___ Source excerpt ___

Re: [PATCH v3 13/15] livepatch: change to a per-task consistency model

2017-01-11 Thread Petr Mladek
On Tue 2017-01-10 14:46:46, Josh Poimboeuf wrote:
> On Tue, Jan 10, 2017 at 02:00:58PM +0100, Petr Mladek wrote:
> > On Thu 2016-12-22 12:31:37, Josh Poimboeuf wrote:
> > > On Thu, Dec 22, 2016 at 03:34:52PM +0100, Petr Mladek wrote:
> > > > On Wed 2016-12-21 15:25:05, Josh Poimboeuf wrote:
> > > > > On Tue, Dec 20, 2016 at 06:32:46PM +0100, Petr Mladek wrote:
> > > > > > On Thu 2016-12-08 12:08:38, Josh Poimboeuf wrote:
> > > > > > > + read_unlock(_lock);
> > > > > > > +
> > > > > > > + /*
> > > > > > > +  * Ditto for the idle "swapper" tasks, though they never cross 
> > > > > > > the
> > > > > > > +  * syscall barrier.  Instead they switch over in 
> > > > > > > cpu_idle_loop().

___

*Given problem 1*.
Using the livepatch thread excerpt, decide whether each statement agrees with it: (a) the earliest message quoted in the excerpt was written by Josh Poimboeuf on Thu 2016-12-08; (b) the patch subject describes a change to a per-task consistency model; (c) the code comment states that the idle "swapper" tasks cross the syscall barrier. Answer yes or no for each, quoting the deciding words of the excerpt.
*Given problem 2*.
Carry the livepatch thread excerpt forward from the point where it stops.

___ Information supplied ___

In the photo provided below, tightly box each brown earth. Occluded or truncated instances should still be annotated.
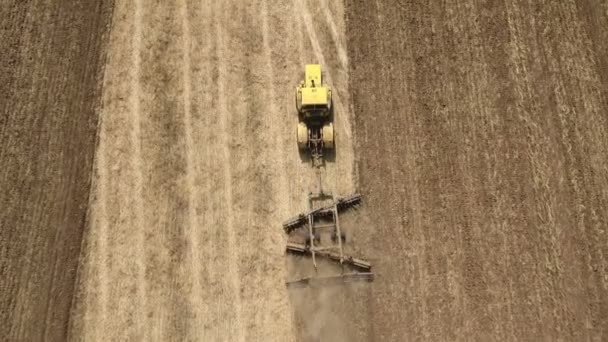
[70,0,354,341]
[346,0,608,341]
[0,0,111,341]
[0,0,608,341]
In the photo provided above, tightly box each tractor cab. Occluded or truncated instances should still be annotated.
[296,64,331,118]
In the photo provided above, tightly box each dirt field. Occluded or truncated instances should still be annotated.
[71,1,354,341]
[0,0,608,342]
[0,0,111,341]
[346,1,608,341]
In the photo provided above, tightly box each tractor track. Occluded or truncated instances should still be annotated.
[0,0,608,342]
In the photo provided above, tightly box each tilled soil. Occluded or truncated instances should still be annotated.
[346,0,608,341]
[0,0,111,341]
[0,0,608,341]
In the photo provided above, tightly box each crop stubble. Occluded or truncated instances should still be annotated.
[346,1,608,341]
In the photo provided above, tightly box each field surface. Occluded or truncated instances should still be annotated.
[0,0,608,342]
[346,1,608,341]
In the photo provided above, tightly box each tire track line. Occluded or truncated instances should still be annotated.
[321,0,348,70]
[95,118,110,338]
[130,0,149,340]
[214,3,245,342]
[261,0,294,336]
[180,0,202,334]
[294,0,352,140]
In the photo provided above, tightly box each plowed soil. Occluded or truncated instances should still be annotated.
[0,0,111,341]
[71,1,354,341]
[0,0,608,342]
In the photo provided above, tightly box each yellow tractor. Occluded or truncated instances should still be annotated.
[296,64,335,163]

___
___ Information supplied ___

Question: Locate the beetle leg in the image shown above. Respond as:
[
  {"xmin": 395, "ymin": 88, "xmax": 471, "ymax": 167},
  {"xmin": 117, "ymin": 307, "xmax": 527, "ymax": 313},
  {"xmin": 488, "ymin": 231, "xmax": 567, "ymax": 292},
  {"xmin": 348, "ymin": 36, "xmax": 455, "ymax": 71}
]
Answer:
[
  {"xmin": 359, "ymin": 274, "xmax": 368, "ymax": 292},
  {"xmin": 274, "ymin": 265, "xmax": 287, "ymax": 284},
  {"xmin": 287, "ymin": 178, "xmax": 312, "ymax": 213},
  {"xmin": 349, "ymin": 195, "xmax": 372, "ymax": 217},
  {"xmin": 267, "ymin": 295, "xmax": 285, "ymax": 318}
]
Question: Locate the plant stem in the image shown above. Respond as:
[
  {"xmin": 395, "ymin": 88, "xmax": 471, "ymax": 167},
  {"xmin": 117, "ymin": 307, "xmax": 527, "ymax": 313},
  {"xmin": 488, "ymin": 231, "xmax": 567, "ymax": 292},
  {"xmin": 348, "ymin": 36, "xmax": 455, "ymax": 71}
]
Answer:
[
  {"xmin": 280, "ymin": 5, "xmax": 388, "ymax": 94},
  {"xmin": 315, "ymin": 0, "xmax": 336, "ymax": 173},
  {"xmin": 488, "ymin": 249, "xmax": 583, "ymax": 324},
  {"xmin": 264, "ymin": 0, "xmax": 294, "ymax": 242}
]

___

*Task result 1*.
(a) Yes: "On Thu 2016-12-08 12:08:38, Josh Poimboeuf wrote:"
(b) Yes: "livepatch: change to a per-task consistency model"
(c) No: "though they never cross"

*Task result 2*.
> > > > > > > +  */
> > > > > > > + get_online_cpus();
> > > > > > > + for_each_online_cpu(cpu)
> > > > > > > + set_tsk_thread_flag(idle_task(cpu), TIF_PATCH_PENDING);
> > > > > > > + put_online_cpus();
> > > > > > 
> > > > > > Also this stage need to be somehow handled by CPU coming/going
> > > > > > handlers.
> > > > > 
> > > > > Here I think we could automatically switch any offline CPUs' idle 
> > > > > tasks.
> > > > > And something similar in klp_try_complete_transition().
> > > > 
> > > > We still need to make sure to do not race with the cpu_up()/cpu_down()
> > > > calls.
> > > 
> > > Hm, maybe we'd need to call cpu_hotplug_disable() before switching the
> > > offline idle tasks?
> > > 
> > > > I would use here the trick with for_each_possible_cpu() and let
> > > > the migration for the stack check.
> > > 
> > > There are a few issues with that:
> > > 
> > > 1) The idle task of a missing CPU doesn't *have* a stack, so it doesn't
> > >make much sense to try to check it.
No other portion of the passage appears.